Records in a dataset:

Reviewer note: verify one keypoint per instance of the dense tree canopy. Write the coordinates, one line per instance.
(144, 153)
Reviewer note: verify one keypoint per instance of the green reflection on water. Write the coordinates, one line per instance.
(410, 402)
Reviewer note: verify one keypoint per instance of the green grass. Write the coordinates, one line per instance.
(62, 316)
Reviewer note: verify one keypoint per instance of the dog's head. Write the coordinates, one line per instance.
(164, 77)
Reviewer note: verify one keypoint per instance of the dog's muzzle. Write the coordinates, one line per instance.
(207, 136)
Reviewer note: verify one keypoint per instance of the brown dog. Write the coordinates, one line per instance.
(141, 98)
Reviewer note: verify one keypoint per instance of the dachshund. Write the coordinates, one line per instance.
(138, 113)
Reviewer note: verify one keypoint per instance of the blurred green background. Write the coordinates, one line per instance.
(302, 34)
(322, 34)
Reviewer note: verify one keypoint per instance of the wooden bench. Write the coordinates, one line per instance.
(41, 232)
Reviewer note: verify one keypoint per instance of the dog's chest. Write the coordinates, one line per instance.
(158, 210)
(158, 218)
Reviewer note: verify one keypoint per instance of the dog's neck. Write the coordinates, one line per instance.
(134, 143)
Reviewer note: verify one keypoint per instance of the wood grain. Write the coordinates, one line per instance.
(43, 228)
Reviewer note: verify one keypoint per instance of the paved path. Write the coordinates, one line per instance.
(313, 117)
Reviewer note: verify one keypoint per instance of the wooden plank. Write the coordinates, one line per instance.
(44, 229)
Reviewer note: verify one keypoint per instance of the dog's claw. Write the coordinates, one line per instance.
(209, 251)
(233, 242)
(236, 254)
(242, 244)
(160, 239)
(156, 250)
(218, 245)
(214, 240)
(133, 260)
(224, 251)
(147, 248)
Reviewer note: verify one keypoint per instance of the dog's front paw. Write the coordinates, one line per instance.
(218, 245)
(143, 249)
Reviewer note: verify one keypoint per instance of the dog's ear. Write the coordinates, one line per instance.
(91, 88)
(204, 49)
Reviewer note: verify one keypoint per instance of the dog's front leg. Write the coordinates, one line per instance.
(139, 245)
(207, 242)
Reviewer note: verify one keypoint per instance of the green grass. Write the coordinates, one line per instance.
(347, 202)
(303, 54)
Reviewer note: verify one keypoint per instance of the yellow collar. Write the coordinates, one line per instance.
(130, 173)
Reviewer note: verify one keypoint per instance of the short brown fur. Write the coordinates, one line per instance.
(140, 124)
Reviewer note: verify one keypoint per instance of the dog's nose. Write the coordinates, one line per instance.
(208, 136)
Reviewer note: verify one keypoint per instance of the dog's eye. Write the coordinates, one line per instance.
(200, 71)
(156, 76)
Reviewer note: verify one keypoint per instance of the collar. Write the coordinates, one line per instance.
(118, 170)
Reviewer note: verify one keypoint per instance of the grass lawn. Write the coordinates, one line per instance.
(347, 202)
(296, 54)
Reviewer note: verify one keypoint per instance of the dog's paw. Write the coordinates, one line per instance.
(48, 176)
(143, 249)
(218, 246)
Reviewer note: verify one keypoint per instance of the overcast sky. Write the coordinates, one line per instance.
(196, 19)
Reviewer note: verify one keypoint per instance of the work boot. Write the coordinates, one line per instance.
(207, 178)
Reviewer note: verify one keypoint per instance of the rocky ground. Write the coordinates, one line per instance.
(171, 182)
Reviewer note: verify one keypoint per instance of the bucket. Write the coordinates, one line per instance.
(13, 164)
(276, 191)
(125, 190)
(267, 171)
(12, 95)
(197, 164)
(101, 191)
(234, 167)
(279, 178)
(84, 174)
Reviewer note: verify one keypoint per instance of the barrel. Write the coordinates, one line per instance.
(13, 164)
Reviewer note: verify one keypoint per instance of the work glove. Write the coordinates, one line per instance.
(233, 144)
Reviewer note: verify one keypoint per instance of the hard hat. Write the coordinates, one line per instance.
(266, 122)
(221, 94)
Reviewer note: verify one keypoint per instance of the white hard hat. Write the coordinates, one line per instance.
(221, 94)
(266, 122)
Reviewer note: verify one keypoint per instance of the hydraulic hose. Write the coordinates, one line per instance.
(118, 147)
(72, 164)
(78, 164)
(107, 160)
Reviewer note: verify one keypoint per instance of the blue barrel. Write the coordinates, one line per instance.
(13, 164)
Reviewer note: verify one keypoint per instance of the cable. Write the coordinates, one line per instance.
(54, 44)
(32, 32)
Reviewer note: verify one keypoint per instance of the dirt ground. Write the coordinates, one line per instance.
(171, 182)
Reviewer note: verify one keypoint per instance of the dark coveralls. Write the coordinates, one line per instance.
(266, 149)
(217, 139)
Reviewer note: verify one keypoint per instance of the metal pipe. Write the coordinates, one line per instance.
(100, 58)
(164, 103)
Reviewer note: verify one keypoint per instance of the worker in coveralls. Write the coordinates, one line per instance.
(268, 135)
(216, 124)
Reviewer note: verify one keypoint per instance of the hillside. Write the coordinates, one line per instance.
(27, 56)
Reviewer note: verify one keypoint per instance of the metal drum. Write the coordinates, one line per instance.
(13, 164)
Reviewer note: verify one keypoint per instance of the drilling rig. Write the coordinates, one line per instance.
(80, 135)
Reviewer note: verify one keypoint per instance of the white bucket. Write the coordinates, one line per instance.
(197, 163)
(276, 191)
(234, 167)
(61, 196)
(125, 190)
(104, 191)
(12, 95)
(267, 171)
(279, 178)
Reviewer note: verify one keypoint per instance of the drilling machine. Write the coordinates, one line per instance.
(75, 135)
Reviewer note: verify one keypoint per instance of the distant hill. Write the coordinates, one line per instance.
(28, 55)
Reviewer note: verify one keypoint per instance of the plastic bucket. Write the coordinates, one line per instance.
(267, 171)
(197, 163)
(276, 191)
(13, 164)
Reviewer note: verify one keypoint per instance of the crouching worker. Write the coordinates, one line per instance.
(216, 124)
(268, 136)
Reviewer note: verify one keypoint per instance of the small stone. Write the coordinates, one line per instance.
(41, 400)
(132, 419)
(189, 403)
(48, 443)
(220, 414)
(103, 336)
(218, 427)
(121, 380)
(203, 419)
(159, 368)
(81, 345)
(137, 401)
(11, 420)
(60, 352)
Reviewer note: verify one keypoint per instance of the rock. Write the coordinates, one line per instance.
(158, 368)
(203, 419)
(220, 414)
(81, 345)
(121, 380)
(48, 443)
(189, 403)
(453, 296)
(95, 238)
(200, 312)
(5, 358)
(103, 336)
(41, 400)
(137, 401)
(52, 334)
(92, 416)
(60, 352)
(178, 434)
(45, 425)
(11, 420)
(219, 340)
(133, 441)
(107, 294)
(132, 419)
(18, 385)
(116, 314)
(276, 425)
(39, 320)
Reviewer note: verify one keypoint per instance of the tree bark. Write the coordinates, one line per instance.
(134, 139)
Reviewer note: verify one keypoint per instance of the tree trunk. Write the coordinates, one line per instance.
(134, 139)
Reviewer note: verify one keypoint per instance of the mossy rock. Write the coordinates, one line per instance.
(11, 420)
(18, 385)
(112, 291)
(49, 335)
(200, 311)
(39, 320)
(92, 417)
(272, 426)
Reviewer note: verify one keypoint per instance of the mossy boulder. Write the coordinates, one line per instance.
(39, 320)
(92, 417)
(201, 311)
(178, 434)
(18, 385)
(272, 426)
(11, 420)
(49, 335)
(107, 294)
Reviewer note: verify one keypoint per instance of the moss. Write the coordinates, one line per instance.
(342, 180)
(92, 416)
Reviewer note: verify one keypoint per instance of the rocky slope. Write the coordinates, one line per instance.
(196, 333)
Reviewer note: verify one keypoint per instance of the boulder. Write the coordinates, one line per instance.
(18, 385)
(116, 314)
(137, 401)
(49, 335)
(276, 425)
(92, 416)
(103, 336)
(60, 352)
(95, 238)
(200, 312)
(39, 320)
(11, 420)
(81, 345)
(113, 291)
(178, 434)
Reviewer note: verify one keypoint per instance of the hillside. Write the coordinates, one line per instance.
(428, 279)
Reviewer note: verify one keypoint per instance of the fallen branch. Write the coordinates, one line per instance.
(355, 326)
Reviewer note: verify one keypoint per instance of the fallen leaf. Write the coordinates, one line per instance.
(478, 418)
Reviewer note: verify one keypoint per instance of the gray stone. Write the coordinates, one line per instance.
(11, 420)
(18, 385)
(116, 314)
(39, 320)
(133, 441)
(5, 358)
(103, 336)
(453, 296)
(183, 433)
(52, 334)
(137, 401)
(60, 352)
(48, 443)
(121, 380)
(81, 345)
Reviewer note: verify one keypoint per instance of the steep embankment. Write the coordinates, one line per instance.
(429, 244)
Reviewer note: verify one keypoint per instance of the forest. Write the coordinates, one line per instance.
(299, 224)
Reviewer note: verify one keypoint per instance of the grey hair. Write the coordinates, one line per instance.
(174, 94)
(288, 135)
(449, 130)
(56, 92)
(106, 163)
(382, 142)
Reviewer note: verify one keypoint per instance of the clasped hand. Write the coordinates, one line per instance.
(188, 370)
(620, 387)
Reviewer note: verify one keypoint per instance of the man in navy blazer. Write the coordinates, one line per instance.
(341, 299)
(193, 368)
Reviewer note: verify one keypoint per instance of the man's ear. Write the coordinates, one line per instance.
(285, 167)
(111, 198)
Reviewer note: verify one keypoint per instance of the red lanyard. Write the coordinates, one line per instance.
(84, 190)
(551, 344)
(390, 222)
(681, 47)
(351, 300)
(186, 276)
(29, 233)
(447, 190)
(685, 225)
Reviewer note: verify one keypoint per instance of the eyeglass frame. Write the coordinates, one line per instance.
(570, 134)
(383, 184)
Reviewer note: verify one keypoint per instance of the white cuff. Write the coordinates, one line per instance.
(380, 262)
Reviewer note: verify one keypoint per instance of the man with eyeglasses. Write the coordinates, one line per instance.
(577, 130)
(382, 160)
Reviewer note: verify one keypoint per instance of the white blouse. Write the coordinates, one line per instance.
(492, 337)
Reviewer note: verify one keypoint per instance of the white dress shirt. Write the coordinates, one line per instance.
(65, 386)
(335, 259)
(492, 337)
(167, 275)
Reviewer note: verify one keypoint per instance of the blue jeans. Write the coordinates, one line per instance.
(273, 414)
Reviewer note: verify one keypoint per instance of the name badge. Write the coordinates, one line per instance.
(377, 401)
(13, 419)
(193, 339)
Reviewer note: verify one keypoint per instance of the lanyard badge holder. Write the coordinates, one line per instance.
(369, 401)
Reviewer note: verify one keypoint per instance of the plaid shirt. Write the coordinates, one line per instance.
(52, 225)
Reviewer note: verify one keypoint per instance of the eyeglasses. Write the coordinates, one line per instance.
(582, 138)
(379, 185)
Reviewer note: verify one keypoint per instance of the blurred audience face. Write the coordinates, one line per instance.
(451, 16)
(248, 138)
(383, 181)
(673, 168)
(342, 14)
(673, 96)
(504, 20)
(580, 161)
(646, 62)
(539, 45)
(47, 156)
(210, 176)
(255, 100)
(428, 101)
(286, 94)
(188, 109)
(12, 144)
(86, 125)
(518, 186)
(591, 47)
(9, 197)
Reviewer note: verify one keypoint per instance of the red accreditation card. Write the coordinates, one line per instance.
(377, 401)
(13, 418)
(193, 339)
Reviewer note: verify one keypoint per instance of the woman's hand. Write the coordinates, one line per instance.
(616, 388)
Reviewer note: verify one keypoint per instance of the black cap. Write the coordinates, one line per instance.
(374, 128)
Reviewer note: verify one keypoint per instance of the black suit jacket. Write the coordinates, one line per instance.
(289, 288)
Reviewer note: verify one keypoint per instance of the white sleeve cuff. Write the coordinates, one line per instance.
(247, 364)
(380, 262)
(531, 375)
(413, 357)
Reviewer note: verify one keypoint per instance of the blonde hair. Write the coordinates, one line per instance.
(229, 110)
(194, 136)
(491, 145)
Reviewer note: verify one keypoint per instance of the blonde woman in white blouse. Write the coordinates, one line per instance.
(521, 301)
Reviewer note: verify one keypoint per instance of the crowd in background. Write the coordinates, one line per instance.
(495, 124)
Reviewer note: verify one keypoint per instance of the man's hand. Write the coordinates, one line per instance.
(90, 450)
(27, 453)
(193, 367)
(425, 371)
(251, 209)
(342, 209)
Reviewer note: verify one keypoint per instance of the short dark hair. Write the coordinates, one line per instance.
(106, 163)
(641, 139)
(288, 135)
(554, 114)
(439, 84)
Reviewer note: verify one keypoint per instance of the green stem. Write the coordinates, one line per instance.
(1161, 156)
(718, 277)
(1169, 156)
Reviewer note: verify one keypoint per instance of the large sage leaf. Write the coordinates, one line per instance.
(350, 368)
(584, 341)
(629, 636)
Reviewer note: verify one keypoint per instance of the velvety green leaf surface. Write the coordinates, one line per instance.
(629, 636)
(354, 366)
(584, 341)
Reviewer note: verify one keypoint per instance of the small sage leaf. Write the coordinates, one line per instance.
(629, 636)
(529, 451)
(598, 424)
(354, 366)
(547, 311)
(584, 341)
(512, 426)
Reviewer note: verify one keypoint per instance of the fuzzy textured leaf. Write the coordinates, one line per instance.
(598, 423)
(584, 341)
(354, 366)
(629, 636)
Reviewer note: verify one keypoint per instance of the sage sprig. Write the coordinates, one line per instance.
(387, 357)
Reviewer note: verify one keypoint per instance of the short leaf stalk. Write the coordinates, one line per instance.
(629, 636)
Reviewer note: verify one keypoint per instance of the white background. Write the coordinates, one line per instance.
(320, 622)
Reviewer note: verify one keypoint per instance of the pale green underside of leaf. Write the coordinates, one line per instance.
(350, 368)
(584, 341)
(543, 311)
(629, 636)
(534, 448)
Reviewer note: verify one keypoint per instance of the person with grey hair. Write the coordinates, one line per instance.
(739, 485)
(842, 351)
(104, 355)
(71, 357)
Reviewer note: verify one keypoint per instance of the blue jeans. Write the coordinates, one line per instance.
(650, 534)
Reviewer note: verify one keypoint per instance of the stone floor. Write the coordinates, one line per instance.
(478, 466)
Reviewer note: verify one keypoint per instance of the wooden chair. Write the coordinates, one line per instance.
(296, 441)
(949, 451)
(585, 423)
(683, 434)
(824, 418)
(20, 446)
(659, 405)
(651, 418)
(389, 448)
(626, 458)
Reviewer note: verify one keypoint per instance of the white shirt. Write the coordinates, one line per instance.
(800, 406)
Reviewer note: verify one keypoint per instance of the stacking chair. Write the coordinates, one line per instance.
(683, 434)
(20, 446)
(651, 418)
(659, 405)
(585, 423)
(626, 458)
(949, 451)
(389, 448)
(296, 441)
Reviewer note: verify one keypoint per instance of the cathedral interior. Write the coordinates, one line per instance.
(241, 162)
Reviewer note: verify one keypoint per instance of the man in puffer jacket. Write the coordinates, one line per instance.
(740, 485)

▶ _Prompt_
Convert everything from the line containing "Reviewer note: verify one keypoint per instance of the cathedral" down to the end of the listing into a Markdown table with columns named Row and Line, numbering each row and leaving out blank lines.

▶ _Response to this task_
| Row | Line |
|---|---|
| 1 | Reviewer note: verify one keypoint per instance of the cathedral interior. Write the coordinates, one line per instance. |
| 2 | (241, 162) |
| 3 | Reviewer note: verify one keypoint per instance of the man in puffer jacket. Write the coordinates, one line per instance. |
| 4 | (740, 485) |